-- Фрагмент источника --
________________________
Максимы, которыми он [руководитель государства политик-прагматик ] пользуется, ...сводятся примерно к следующим
софистическим положениям: 1) Fac et excusa. He упускай случая,
благоприятствующего самовластному захвату (права государства либо над
своим народом, либо над другим, соседним народом). Подыскать
оправдание или прикрыть благовидными предлогами насилие после
захвата будет гораздо легче и удастся с большим блеском (особенно в
первом случае, где верховная власть внутри государства есть
одновременно и законодательная власть, которой следует повиноваться,
не мудрствуя), чем если бы захотели предварительно обдумать
убедительные основания, а затем еще ждать возражения на них. Сама эта
дерзость дает некоторую видимость внутреннего убеждения в
правомерности поступка, бог удачи в этом случае лучший
правозаступник.
2) Si fecisti, nega. Отрицай свою виновность в том преступлении,
которое ты сам совершил. Например, доведя свой народ до отчаяния и
тем самым до восстания, утверждай, что в этом виновата строптивость
подданных или же, когда ты подчинил соседний народ, природа человека,
которая такова, что если не предвосхитить насилие другого, то можно
быть уверенным, что он опередит тебя и подчинит себе.
________________________
-- Данные набора --
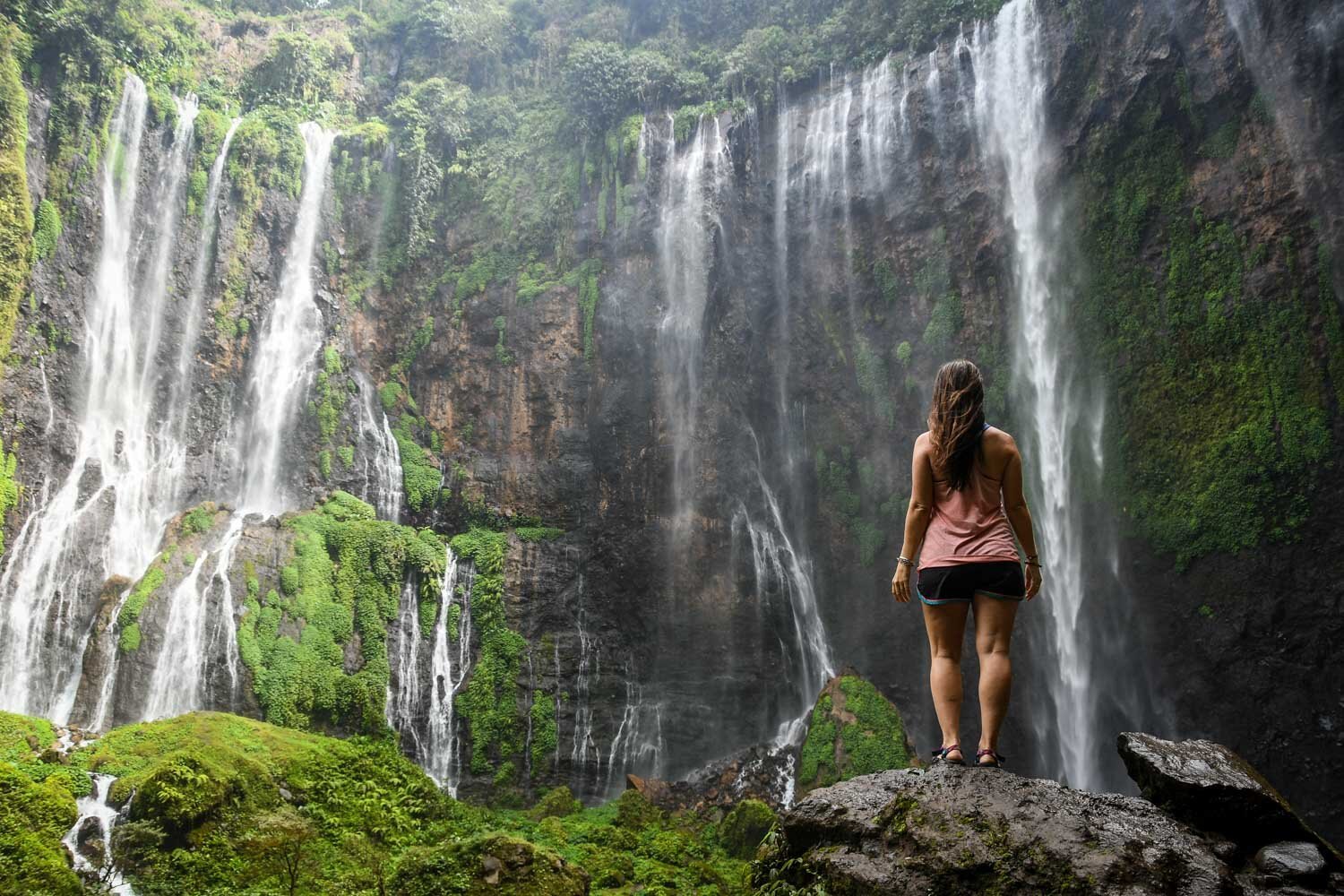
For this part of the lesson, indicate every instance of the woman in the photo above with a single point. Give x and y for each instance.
________________________
-- Задания --
1/ Согласуются ли с фрагментом о максимах политика-прагматика следующие утверждения? Для каждого дайте ответ «да» или «нет» и приведите дословно решающие слова фрагмента. (a) По первой максиме оправдание насилия следует подготовить до захвата. (b) Вторая максима предписывает отрицать свою вину в совершенном преступлении. (c) Согласно второй максиме, восстание доведенного до отчаяния народа надлежит объяснять строптивостью подданных.
2/ Продолжите фрагмент о максимах политика-прагматика с места, где он обрывается.

-- Ответы к заданиям --
1/
(a) Нет: «Подыскать оправдание или прикрыть благовидными предлогами насилие после захвата будет гораздо легче».
(b) Да: «Отрицай свою виновность в том преступлении, которое ты сам совершил».
(c) Да: «утверждай, что в этом виновата строптивость подданных».

2/
3) Divide et impera. Это значит: если в твоем народе есть некоторые
привилегированные лица, обладающие властью, которые избрали тебя
своим верховным главой (primus inter pares), то посей между ними раздор
и поссорь их с народом; заступись далее за народ, обольщая его большей
свободой, и все будет зависеть от твоей неограниченной воли. Если же
дело идет о других государствах, то возбуждение розни между ними –
вполне надежное средство подчинить себе их одно за другим под
предлогом помощи более слабому.
Такими политическими максимами теперь, конечно, никого не
обманешь, так как все они общеизвестны; и стыдиться их нечего, хотя и
несправедливость в них слишком явно бросается в глаза. Ведь великие
державы никогда не смущает мнение простых смертных, они стыдятся
только друг друга; что же касается самих принципов, то
скомпрометировать их может не разглашение, а только неудача
(относительно моральности максим все согласны между собой). Вот
почему за этими державами всегда остается политический почет, на
который они могут всегда рассчитывать, как результат увеличения их
могущества, какими бы путями оно ни было приобретено
-------------------------
Ох, и скандальный же это философ И.Кант -- даже спустя 220 лет)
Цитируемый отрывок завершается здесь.